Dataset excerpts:
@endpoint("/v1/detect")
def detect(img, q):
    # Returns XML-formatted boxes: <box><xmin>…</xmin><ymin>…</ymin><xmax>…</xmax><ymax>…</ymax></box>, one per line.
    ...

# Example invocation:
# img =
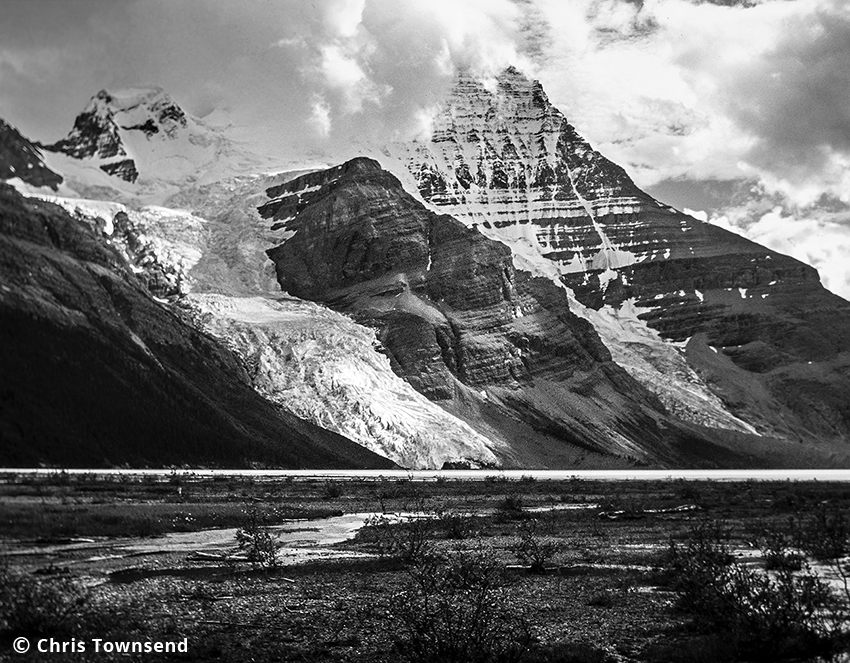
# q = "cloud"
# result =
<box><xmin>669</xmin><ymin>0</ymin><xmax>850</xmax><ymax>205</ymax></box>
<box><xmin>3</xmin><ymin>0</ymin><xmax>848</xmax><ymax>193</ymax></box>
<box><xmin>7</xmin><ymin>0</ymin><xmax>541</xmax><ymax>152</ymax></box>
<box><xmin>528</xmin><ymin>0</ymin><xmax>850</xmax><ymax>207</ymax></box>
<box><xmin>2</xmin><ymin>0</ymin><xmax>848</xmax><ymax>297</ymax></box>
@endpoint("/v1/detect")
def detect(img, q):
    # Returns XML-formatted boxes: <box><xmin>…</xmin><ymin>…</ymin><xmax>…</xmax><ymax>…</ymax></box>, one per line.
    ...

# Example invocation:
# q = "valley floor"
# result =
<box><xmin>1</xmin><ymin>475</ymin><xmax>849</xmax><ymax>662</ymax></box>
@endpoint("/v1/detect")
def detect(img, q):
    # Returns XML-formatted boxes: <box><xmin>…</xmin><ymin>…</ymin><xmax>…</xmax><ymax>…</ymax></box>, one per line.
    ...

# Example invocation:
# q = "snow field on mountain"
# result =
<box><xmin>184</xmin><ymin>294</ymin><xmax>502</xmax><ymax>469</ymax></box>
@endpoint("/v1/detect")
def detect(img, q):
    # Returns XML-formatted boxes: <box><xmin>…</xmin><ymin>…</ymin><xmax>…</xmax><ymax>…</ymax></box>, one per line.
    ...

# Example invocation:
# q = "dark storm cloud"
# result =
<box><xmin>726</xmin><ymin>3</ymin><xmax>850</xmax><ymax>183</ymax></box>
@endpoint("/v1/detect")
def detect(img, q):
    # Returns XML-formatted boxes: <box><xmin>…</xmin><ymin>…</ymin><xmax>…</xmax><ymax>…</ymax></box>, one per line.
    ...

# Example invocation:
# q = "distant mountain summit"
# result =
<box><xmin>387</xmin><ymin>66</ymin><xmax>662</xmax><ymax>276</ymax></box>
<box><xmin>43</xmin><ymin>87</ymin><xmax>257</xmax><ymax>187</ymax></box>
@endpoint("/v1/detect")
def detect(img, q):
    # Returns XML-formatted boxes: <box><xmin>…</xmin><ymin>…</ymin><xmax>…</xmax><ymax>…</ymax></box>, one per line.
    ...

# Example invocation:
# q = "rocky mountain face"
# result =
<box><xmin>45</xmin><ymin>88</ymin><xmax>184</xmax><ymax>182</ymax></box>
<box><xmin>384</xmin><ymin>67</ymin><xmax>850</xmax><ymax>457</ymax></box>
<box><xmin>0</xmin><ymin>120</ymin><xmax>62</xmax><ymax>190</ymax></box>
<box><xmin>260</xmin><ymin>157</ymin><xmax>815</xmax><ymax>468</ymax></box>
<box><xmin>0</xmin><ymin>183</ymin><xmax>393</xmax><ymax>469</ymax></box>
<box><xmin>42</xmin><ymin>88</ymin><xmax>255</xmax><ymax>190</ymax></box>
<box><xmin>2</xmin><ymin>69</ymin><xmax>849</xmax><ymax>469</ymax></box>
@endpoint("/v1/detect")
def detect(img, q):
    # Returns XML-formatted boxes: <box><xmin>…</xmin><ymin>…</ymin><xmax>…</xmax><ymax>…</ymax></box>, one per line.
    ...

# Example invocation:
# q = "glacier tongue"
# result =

__WHAT IS EXPECTED__: From the records above, return each line that includes "mountain".

__FINISHED TASK__:
# q = "snow field on mountain"
# q = "distant mountain summit"
# q = "rocky mountain face"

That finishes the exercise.